====== Supplied material

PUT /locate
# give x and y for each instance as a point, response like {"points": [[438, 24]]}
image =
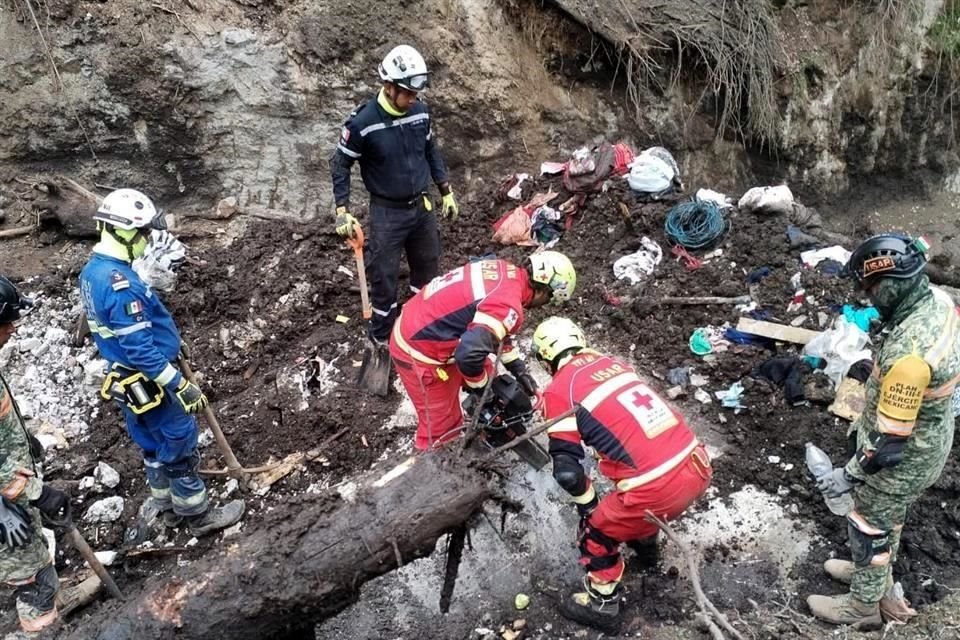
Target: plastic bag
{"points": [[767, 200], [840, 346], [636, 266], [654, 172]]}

============
====== Supplied material

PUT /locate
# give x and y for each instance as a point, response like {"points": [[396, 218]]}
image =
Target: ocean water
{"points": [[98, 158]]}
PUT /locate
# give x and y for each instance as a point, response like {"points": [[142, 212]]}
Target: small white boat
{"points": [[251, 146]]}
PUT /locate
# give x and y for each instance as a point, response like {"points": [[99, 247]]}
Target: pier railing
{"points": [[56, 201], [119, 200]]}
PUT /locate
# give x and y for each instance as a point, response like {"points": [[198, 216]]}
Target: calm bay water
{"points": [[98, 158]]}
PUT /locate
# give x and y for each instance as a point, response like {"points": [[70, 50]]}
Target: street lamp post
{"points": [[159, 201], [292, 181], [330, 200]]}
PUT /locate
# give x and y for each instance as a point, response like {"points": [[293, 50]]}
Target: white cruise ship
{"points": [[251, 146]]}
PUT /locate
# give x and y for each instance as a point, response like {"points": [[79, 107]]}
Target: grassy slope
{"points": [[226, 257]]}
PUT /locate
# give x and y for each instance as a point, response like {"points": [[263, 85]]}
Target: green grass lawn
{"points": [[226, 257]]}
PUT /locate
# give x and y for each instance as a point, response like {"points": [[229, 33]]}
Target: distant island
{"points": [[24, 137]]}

============

**Short task**
Return every line of the rows above that contains the string "Target", treating uppercase and lowercase as distinct.

**Answer below**
Target: plastic bag
Target: ocean water
Target: small white boat
Target: pier railing
Target: calm bay water
Target: street lamp post
Target: white cruise ship
Target: grassy slope
Target: green grass lawn
Target: distant island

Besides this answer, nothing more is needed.